- **Textausschnitt**:
+ + +

Der Wolf

Von der Bestie zum Kuscheltier

Und wie es sich für ein Märchen gehört, beginnen wir mit: Es war einmal.

Es war einmal ein Deutschland, in dem es keine Wildnis mehr gab und kaum noch wilde Tiere. Ein Sieg der Zivilisation über die ungezähmte Natur, so dachte man lange, oder halt der Preis für eine ordentliche, gut nutzbare, übersichtliche Kulturlandschaft. Eines Tages änderten sich die Zeiten: Die Menschen erkannten, dass in der Ökologie alles mit allem zusammenhängt. Naturschutz und Artenvielfalt wurden wichtig, nach und nach kamen mehr und mehr Tiere zurück: Fischotter, Wisente und Wildkatzen, Luchse, Uhus und Kolkraben. Manche von alleine, manche mit Hilfe von Ansiedlungsprogrammen, manche, wie Elche oder Bären, nur als Besucher. Nicht immer ist alles eitel Sonnenschein – es gibt Konflikte zwischen Waldbauern und Bibern, zwischen Anglern und Kormoranen, bei Feldhamstern und großen Bauvorhaben und mit dem Waschbären als allesfressendem Neubürger generell.

Aber alles in allem mögen die Menschen die neue Wildnis. Galt die Ausrottung und Vertreibung vieler einheimischer Tiere einst als Sieg der Zivilisation, ist es jetzt umgekehrt. Dass die Tiere sich hier wieder wohl fühlen, zeigt, dass die Natur noch lebt und wieder funktioniert. Auch das Image der wiederkommenden Tiere hat sich vielfach geändert: vom verhassten Schädling zu neuen Lieblingen.

Wieso die meisten Bücher nach wie vor Märchen erzählen über den Wolf und wie man all die Geschichten richtig liest.

+ + +

- **Dateneinträge**:
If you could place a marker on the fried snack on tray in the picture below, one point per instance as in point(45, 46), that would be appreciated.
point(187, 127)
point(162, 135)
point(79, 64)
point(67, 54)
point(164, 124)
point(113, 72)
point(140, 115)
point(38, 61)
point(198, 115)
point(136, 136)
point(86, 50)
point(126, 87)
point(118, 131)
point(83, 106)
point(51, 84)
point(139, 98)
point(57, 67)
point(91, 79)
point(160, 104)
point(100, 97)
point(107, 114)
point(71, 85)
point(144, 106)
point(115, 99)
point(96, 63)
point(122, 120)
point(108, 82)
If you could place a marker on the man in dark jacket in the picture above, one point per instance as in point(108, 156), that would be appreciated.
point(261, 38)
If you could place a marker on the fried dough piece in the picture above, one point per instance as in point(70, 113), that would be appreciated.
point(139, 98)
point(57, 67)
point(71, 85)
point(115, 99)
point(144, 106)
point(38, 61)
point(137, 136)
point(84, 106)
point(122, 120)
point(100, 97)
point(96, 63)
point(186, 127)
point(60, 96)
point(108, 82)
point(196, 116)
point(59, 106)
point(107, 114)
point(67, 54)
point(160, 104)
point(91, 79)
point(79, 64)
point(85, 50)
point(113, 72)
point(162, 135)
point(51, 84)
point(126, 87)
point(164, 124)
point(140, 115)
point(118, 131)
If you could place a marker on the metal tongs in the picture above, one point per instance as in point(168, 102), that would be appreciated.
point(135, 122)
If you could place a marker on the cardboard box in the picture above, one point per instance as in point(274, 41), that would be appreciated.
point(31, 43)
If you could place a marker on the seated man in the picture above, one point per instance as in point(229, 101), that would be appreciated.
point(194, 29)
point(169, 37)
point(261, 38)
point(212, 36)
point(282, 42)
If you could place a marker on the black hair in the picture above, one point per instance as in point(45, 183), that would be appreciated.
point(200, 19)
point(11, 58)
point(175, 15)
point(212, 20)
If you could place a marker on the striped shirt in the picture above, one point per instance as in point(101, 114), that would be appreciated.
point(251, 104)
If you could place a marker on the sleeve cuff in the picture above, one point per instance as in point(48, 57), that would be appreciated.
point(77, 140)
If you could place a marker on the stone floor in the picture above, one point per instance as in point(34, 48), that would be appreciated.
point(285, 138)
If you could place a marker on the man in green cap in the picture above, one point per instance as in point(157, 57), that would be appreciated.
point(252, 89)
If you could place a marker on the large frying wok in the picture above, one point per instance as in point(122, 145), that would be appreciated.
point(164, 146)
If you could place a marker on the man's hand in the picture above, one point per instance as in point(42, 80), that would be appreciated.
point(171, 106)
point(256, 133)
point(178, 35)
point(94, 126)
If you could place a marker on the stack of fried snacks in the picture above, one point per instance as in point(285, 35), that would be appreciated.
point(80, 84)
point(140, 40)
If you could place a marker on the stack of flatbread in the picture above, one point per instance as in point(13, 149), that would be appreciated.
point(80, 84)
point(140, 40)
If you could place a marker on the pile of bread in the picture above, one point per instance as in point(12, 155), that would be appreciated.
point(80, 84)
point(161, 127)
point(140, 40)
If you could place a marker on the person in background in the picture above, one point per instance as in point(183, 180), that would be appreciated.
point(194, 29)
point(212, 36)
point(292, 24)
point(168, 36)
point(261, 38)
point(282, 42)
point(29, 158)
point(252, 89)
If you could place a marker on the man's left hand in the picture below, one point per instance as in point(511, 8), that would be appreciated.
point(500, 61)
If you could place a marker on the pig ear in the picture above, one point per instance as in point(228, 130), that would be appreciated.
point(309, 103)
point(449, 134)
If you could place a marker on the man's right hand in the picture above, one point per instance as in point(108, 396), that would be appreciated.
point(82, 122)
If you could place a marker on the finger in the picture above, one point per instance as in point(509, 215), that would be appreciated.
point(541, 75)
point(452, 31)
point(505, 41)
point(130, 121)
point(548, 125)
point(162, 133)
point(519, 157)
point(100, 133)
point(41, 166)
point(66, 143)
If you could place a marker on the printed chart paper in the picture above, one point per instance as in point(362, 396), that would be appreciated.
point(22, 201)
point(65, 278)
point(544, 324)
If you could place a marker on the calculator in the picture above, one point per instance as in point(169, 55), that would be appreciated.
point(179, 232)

+ + +

- **Schriftliche Aufgaben**:
a. Welche Tiere kamen laut dem Textausschnitt über den Wolf nur als Besucher nach Deutschland zurück?
b. Schreib bitte den Abschnitt der Datensätze, der mit der Zeile beginnt, die "If you could place a marker on the person" enthält, und mit der Zeile endet, die "point(82, 122)" enthält, als nummerierte Liste um. Beide Grenzzeilen gehören dazu, leere Zeilen entfallen.
Der Textausschnitt und die Datensätze haben inhaltlich nichts miteinander zu tun.

- **Ergebnisse der Aufgaben**:
a. Elche oder Bären.

b.
1. If you could place a marker on the person in background in the picture above, one point per instance as in point(183, 180), that would be appreciated.
2. point(194, 29)
3. point(212, 36)
4. point(292, 24)
5. point(168, 36)
6. point(261, 38)
7. point(282, 42)
8. point(29, 158)
9. point(252, 89)
10. If you could place a marker on the man's left hand in the picture below, one point per instance as in point(511, 8), that would be appreciated.
11. point(500, 61)
12. If you could place a marker on the pig ear in the picture above, one point per instance as in point(228, 130), that would be appreciated.
13. point(309, 103)
14. point(449, 134)
15. If you could place a marker on the man's right hand in the picture above, one point per instance as in point(108, 396), that would be appreciated.
16. point(82, 122)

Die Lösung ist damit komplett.